◆ **INPUT**
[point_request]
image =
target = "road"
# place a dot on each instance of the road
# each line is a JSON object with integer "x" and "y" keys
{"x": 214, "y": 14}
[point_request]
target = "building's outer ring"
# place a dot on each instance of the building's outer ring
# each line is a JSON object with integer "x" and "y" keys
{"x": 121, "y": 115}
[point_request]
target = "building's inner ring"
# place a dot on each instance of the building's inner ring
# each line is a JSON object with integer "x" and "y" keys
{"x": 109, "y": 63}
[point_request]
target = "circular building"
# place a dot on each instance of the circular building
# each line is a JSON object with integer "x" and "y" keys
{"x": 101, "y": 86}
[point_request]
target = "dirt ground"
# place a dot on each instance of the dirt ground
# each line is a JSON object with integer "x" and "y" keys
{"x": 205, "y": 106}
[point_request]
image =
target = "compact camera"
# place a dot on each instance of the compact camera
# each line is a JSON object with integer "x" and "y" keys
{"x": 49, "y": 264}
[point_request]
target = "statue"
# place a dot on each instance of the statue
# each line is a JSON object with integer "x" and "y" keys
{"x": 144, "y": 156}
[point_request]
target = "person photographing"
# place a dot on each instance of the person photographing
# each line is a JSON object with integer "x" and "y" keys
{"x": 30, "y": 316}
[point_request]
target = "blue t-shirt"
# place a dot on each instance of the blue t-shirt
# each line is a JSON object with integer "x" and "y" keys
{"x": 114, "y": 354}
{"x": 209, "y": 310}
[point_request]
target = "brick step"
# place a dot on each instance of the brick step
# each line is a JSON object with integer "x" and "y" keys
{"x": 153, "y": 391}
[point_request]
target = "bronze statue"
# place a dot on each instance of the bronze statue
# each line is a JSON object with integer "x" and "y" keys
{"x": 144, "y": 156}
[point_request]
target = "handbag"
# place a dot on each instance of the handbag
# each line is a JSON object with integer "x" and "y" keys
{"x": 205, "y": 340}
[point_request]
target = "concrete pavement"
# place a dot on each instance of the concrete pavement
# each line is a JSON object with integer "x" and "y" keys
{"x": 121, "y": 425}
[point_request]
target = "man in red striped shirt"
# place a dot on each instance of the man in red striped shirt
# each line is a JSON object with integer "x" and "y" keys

◆ **ABOUT THIS TASK**
Please show the lines in the entries above that hold the string "camera".

◆ **ANSWER AREA**
target = "compact camera"
# place a dot on each instance of the compact camera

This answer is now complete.